**ASSIGNMENT**
Bring together all lines of the material below that contain the string "black".

**TASK DATA**
###
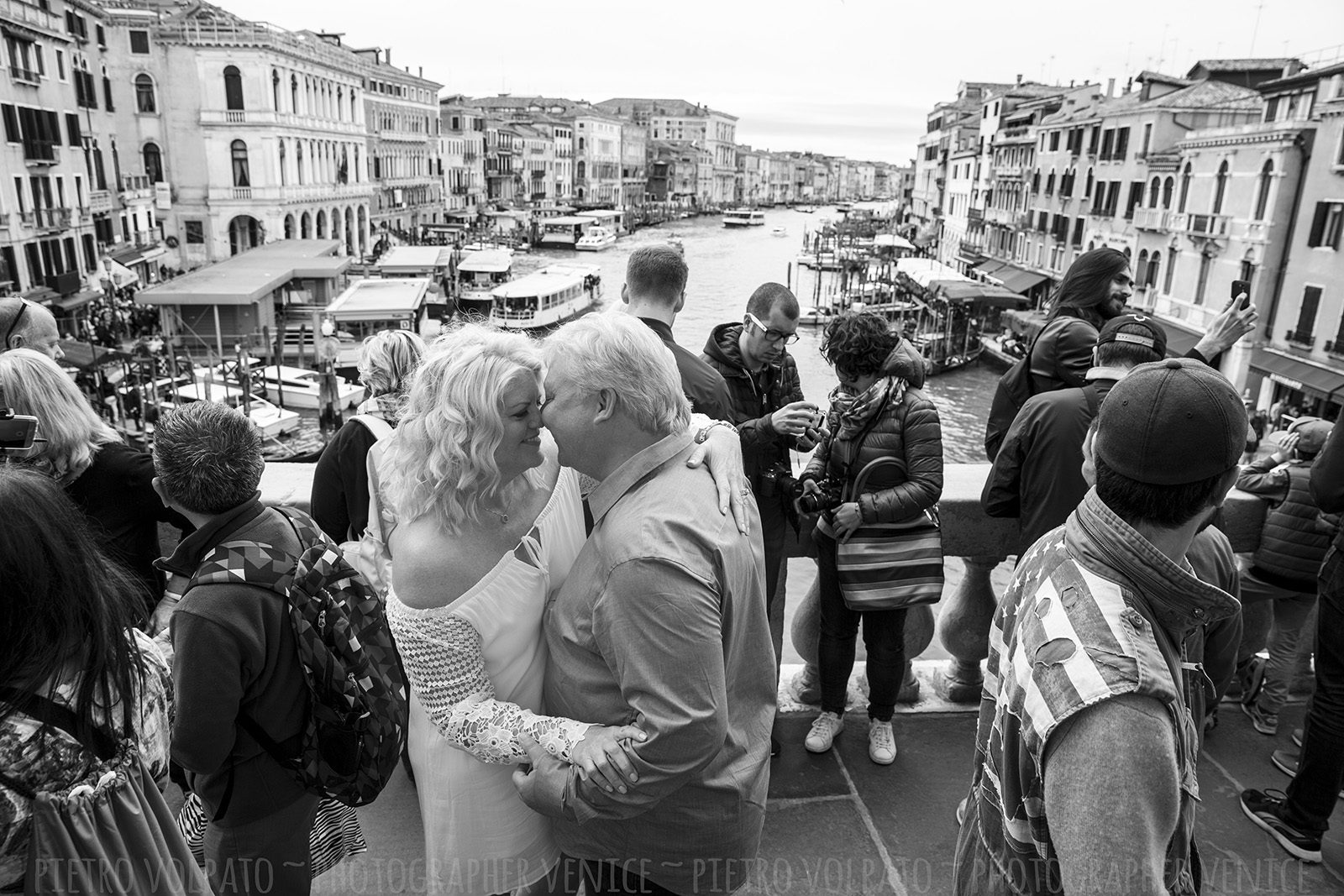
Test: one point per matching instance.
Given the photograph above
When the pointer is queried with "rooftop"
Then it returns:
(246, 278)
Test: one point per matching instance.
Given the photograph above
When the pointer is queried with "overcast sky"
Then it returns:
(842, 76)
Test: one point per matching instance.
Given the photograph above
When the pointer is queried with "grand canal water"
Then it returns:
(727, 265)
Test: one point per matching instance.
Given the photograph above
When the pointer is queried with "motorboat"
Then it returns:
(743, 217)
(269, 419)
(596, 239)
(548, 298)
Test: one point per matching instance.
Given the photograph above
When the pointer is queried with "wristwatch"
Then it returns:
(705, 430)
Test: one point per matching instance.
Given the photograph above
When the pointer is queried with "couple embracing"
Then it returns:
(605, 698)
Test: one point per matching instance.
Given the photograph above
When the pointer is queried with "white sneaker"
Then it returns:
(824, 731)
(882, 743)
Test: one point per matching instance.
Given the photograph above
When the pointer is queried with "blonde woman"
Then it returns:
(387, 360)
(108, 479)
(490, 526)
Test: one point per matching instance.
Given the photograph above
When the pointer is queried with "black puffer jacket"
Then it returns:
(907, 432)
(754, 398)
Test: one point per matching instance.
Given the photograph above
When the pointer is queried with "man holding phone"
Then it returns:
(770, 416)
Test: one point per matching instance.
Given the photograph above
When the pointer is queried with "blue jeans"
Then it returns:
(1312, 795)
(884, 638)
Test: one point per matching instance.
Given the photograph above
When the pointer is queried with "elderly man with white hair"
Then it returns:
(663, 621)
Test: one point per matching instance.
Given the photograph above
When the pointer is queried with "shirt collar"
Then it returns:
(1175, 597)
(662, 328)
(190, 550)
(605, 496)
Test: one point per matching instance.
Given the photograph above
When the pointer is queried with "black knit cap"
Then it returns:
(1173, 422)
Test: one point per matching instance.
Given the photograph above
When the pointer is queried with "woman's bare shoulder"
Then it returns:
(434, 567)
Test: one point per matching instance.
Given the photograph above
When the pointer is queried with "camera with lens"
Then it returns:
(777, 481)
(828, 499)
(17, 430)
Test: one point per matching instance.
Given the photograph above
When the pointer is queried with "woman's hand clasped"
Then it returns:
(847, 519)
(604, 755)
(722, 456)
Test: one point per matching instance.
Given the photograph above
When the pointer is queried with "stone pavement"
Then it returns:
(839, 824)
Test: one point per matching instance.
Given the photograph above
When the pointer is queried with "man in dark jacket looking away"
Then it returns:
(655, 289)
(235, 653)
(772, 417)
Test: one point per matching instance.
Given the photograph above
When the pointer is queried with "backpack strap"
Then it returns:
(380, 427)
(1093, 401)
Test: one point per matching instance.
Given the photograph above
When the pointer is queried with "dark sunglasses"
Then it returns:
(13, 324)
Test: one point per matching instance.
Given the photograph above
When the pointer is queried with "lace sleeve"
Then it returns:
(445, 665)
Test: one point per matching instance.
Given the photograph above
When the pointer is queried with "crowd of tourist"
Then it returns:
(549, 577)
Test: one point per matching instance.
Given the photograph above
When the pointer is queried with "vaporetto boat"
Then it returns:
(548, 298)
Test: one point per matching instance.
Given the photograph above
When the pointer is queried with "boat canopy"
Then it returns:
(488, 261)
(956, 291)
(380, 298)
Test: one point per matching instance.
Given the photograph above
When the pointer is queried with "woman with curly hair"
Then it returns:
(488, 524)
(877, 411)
###
**PROBLEM SOLUTION**
When the pointer is queried with "black puffer jacket"
When the pointer is queried with "black knit cap"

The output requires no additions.